Copy every line of the records below, requests included, and raise each box coordinate in the answers by 59.

Start Exercise input

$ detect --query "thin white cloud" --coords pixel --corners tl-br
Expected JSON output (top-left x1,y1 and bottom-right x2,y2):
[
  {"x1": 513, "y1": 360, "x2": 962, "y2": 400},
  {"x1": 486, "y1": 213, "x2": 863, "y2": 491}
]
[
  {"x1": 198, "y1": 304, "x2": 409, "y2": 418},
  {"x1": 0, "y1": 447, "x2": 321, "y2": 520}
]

End Exercise input

### The solution
$ detect --query "thin white cloud" --coords pixel --corners tl-br
Expected JSON output (top-left x1,y1 and bottom-right x2,y2):
[
  {"x1": 513, "y1": 360, "x2": 962, "y2": 400},
  {"x1": 486, "y1": 213, "x2": 863, "y2": 491}
]
[
  {"x1": 257, "y1": 363, "x2": 468, "y2": 477},
  {"x1": 59, "y1": 506, "x2": 380, "y2": 579}
]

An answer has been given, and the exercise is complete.